Below are records to give again exactly; omit each image they contain.

The data section start

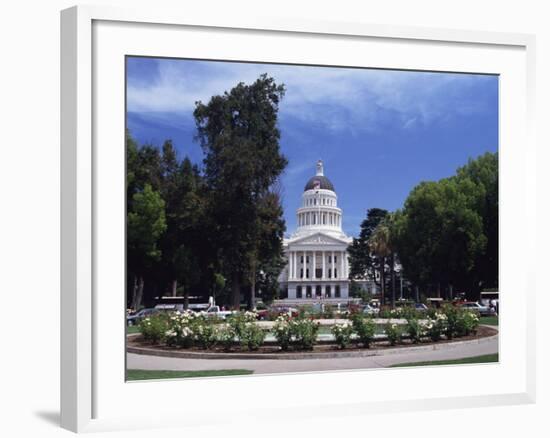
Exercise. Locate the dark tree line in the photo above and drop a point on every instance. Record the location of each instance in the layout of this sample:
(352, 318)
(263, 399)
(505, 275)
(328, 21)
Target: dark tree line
(445, 237)
(215, 230)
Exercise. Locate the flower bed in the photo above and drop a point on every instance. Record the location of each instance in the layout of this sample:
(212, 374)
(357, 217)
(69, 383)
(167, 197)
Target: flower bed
(241, 332)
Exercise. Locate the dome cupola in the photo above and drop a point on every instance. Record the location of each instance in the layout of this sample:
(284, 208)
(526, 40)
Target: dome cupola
(319, 181)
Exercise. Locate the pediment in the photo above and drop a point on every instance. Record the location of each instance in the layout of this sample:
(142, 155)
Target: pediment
(318, 239)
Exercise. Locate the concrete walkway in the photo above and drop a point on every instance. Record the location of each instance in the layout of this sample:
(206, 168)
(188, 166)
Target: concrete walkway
(267, 366)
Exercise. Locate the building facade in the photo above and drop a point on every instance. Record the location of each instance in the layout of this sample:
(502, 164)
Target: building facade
(316, 253)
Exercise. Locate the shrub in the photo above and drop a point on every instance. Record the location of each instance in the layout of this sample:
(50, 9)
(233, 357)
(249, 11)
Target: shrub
(452, 315)
(252, 336)
(467, 323)
(393, 332)
(206, 333)
(243, 328)
(406, 312)
(436, 326)
(154, 328)
(226, 336)
(342, 334)
(283, 331)
(416, 330)
(328, 312)
(365, 328)
(304, 332)
(181, 330)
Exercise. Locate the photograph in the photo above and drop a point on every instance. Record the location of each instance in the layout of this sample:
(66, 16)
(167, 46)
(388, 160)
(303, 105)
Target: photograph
(288, 218)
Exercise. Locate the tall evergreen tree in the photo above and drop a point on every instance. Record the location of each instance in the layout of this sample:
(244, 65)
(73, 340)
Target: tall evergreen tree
(239, 136)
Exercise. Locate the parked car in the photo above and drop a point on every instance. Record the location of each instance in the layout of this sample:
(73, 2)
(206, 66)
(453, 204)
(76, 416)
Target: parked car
(284, 310)
(370, 310)
(476, 307)
(135, 318)
(421, 307)
(216, 312)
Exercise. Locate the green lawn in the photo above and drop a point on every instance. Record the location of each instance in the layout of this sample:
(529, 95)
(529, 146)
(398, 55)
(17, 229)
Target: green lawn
(475, 359)
(489, 320)
(165, 374)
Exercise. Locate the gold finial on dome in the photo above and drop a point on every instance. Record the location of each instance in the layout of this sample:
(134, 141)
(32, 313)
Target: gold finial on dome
(320, 171)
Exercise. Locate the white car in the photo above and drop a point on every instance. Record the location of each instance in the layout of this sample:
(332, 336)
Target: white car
(216, 312)
(370, 310)
(476, 307)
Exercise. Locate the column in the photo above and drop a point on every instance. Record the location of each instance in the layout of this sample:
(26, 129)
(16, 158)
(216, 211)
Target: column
(289, 265)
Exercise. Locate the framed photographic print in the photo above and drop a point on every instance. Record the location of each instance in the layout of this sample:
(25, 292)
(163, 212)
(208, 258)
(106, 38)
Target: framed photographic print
(326, 210)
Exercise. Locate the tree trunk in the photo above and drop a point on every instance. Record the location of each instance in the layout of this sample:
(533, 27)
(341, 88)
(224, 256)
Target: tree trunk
(134, 294)
(252, 300)
(236, 292)
(174, 288)
(186, 298)
(392, 280)
(253, 292)
(382, 280)
(139, 294)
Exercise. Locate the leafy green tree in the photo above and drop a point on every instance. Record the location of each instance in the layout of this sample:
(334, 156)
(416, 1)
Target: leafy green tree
(380, 245)
(146, 222)
(363, 263)
(440, 233)
(239, 136)
(270, 258)
(483, 171)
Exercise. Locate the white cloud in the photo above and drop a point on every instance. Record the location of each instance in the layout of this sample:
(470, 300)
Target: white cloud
(335, 97)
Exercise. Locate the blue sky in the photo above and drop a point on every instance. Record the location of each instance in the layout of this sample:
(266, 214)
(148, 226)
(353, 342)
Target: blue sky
(379, 132)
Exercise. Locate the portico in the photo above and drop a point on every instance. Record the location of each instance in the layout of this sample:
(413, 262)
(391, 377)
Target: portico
(317, 262)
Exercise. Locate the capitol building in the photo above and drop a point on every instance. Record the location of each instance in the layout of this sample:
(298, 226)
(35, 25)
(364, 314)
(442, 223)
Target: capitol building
(316, 253)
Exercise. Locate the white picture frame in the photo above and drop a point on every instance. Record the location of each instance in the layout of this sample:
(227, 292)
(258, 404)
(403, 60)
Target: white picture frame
(91, 388)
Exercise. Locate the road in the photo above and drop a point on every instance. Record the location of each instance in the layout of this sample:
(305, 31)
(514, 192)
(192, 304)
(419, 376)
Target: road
(267, 366)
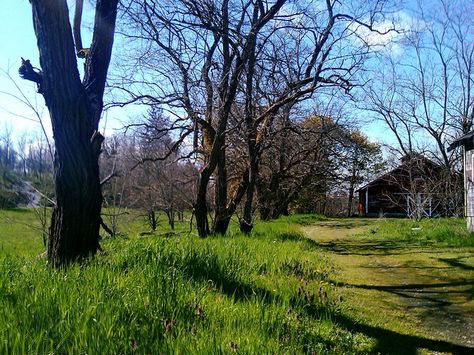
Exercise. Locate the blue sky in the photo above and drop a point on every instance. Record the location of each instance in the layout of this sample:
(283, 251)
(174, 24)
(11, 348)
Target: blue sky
(17, 39)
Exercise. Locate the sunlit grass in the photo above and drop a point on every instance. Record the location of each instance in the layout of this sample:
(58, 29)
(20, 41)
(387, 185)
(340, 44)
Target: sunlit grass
(267, 293)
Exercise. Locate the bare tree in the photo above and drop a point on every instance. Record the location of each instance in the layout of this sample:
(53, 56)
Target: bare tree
(75, 109)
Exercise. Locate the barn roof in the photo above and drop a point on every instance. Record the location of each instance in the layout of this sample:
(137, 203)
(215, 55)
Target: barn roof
(466, 140)
(388, 177)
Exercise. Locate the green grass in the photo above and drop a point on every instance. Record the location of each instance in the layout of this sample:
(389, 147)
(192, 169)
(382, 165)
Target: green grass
(436, 232)
(267, 293)
(20, 233)
(270, 292)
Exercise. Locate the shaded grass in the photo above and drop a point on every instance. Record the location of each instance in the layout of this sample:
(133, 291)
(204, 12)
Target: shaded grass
(437, 232)
(20, 233)
(267, 293)
(418, 281)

The data section end

* _Solution to the problem_:
Exercise. Locate the dark tree line in the photo above and drop a point on every instance. Record the location of each instance in the layout of this sample:
(352, 318)
(263, 399)
(505, 275)
(328, 21)
Target: dark tree line
(445, 237)
(215, 230)
Exercise. Locate the flower bed in the photo above and drop a point on every instance. Record the location of each instance in the layout of this sample:
(212, 374)
(357, 217)
(69, 383)
(167, 197)
Target: flower bed
(241, 332)
Exercise. Locate the dome cupola in the photo above and drop a point on every instance. Record the location of each instance in the layout of this sample:
(284, 208)
(526, 40)
Target: dome cupola
(319, 181)
Exercise. Locate the pediment in the photo above and drop a point on every instance. Record the location of each instance in the layout of this sample:
(142, 155)
Target: pediment
(318, 239)
Exercise. Locate the concrete walkway in the photo above and drop a point on every instance. Record the location of each instance in the layout of this sample:
(206, 168)
(188, 166)
Target: concrete walkway
(267, 366)
Exercise. Locate the building facade in the photo above and drop a point on every instance. Record the location of each instance in the layout of this sample:
(502, 164)
Target: building facade
(316, 253)
Exercise. Locate the shrub in the photo above and drop a point on every instance. Record the location of each instance in the layout of this sample:
(50, 9)
(233, 357)
(249, 11)
Target: shrub
(452, 315)
(252, 336)
(467, 323)
(393, 332)
(206, 333)
(243, 328)
(406, 312)
(436, 326)
(154, 328)
(226, 336)
(342, 334)
(283, 331)
(416, 330)
(328, 312)
(365, 328)
(304, 332)
(181, 330)
Exercise. Locate the photograph in the photo above and drop a point on every instance. Record the location of each instance in the layout of this sample:
(66, 16)
(167, 46)
(388, 160)
(303, 105)
Target: photograph
(288, 218)
Exercise. Locate the tall evergreen tree in the photo above and drop a point on every instance. Record the location of each instance in the layout of this sample:
(244, 65)
(73, 340)
Target: tall evergreen tree
(239, 136)
Exercise. Locate the parked car in the photo above and drop a point on every instance. Record the location of each instance in the layout of this sample:
(73, 2)
(206, 66)
(453, 204)
(76, 416)
Target: parked car
(284, 310)
(370, 310)
(476, 307)
(135, 318)
(421, 307)
(216, 312)
Exercise. Locate the green lawn in the photo above and drop a point on every instance. Record the location of each instance in the layout of this sample:
(529, 95)
(529, 146)
(398, 55)
(17, 229)
Target: green lawn
(475, 359)
(489, 320)
(165, 374)
Exercise. Locate the gold finial on dome in the photo above and drop a point on every instance. Record the location of each instance in the layout of this sample:
(134, 141)
(32, 313)
Target: gold finial on dome
(320, 171)
Exercise. Locate the white car in the photo above and drop a point on every instance. Record the location of each instance in the layout of this sample:
(332, 336)
Target: white car
(216, 312)
(370, 310)
(476, 307)
Exercise. Locate the column in the photo above and drop a point on every instance. Record the location of each instance in the layout of this sample:
(26, 129)
(16, 158)
(216, 211)
Target: column
(289, 265)
Exercise. Locate the framed photographic print in the photo above and drop a point on every instance. Record the location of each instance in the layout of this sample:
(25, 292)
(163, 212)
(208, 258)
(106, 38)
Target: framed photographic print
(326, 210)
Exercise. Locate the tree trunk in the photo above and drop a point on every instance. Record the location of each instance in the layout of this sample:
(533, 27)
(341, 88)
(224, 256)
Target: tree trunk
(134, 294)
(252, 300)
(236, 292)
(174, 288)
(186, 298)
(392, 280)
(253, 292)
(382, 280)
(139, 294)
Exercise. Locate the leafy green tree in the photo above and drop a point on every instance. Record the location of each instance in the layout of this sample:
(334, 156)
(416, 1)
Target: leafy green tree
(380, 245)
(146, 222)
(363, 263)
(440, 233)
(239, 136)
(270, 258)
(483, 171)
Exercise. Locate the white cloud in the photo above and drop a point on every instance. Record the location of each instance in the layout of this sample:
(470, 300)
Target: white cloud
(335, 97)
Exercise. Locate the blue sky in the photo above and drop a point on every instance. Record the location of each instance in the layout of this sample:
(266, 214)
(148, 226)
(353, 342)
Target: blue sky
(379, 132)
Exercise. Locate the portico in the photo above and drop a point on every instance. Record the location of each instance in the layout of this sample:
(413, 262)
(391, 377)
Target: portico
(317, 262)
Exercise. Locate the capitol building in the photo above and drop a point on every instance. Record the location of each instance in the layout of this sample:
(298, 226)
(35, 25)
(364, 314)
(442, 223)
Target: capitol building
(316, 253)
Exercise. Locate the white picture frame in the photo above and drop a point on every instance. Record the location of each instance in the layout of this sample:
(227, 292)
(258, 404)
(403, 60)
Target: white picture frame
(91, 388)
Exercise. Locate the road in the photo above and drop a point on every instance. Record the location of each instance in the layout of this sample:
(305, 31)
(514, 192)
(192, 304)
(419, 376)
Target: road
(267, 366)
Exercise. Locate the blue sky in the photo above and drop a point on every instance. Record the location of each instance in the layout of this sample:
(283, 251)
(174, 24)
(11, 348)
Target: blue sky
(17, 39)
Exercise. Locate the sunlit grass in the photo above and drop a point on every instance. Record the location of each instance in the layout of this sample:
(58, 29)
(20, 41)
(387, 185)
(340, 44)
Target: sunlit grass
(267, 293)
Exercise. Locate the bare tree in the photo above and drop a point on every instance. Record the location of each instance in the layout of this sample:
(53, 56)
Target: bare tree
(75, 109)
Exercise. Locate the barn roof in the photo above and drop a point on every instance. Record the location of each instance in the layout of this sample:
(137, 203)
(215, 55)
Target: barn roof
(466, 140)
(388, 177)
Exercise. Locate the green grass in the photo above and drop a point on every instance. Record the location of each instance in the layout of this sample:
(389, 147)
(192, 169)
(382, 165)
Target: green grass
(436, 232)
(267, 293)
(20, 233)
(270, 292)
Exercise. Locate the shaded grass in the photo above and drop a point on every instance. Record the location of each instance in the layout of this sample:
(133, 291)
(204, 12)
Target: shaded grass
(437, 232)
(20, 233)
(267, 293)
(418, 281)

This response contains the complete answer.